» **ENTRIES PROVIDED**

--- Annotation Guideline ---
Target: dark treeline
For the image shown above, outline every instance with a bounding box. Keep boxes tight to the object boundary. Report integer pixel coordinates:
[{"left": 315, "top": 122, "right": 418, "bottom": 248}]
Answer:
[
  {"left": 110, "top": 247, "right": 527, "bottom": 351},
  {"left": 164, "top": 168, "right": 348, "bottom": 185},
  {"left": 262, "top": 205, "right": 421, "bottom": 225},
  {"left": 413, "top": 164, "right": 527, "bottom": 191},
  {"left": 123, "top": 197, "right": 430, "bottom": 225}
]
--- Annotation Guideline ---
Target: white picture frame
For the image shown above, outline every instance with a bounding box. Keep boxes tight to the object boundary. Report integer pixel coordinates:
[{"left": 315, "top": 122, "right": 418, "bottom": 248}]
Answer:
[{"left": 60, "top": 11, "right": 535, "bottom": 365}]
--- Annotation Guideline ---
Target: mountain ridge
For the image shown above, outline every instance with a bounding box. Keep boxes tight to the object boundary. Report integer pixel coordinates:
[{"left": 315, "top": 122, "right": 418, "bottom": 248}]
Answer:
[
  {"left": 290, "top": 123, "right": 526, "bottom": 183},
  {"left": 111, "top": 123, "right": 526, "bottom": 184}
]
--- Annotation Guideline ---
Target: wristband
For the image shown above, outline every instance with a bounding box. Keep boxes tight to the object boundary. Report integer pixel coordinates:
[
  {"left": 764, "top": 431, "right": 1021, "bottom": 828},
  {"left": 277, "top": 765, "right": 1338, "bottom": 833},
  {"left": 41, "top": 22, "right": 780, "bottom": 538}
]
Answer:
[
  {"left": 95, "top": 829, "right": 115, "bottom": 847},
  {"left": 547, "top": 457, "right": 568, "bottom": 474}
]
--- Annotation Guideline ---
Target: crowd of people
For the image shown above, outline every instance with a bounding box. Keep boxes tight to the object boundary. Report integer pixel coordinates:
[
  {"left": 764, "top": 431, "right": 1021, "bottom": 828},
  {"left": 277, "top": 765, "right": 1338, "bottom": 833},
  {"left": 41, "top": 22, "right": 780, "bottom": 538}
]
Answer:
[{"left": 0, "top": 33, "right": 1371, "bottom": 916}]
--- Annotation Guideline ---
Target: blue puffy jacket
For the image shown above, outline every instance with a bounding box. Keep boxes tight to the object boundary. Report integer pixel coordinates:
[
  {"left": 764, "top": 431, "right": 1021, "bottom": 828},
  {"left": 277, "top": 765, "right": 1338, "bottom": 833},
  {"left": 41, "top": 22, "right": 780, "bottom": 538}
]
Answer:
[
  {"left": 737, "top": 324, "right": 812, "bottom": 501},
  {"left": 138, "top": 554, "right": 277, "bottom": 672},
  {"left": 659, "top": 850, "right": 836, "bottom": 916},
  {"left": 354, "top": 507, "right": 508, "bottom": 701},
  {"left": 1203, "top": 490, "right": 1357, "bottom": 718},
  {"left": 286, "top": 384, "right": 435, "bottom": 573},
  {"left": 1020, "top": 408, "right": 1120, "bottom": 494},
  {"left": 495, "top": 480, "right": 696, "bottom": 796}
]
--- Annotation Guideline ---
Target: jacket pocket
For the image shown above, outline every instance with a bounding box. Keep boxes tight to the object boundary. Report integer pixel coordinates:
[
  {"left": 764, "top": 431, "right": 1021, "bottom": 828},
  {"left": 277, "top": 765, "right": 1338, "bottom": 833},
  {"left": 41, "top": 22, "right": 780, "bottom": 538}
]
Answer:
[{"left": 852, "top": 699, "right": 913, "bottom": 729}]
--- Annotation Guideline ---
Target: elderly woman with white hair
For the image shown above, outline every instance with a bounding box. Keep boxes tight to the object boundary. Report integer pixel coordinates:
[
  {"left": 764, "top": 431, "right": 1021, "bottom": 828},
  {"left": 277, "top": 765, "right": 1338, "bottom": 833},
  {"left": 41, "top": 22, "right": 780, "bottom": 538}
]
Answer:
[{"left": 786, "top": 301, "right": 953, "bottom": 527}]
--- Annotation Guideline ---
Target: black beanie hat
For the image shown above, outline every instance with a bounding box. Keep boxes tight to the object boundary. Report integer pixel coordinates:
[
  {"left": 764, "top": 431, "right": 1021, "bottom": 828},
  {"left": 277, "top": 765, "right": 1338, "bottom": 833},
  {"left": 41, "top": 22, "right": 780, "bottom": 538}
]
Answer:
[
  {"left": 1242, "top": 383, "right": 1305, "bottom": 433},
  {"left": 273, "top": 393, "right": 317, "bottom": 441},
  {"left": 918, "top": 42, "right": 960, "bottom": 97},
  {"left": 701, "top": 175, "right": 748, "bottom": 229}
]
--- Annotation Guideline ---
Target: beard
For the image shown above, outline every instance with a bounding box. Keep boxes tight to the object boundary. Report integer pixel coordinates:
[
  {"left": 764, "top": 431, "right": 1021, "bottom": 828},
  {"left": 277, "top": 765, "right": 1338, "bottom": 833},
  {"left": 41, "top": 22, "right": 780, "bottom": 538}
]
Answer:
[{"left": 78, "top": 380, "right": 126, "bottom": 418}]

» **WHAT TO WORK ON**
Examine the listing above and state the number of lines that contain the word "Target", with no further remarks.

» **RESULT FOR THIS TASK**
10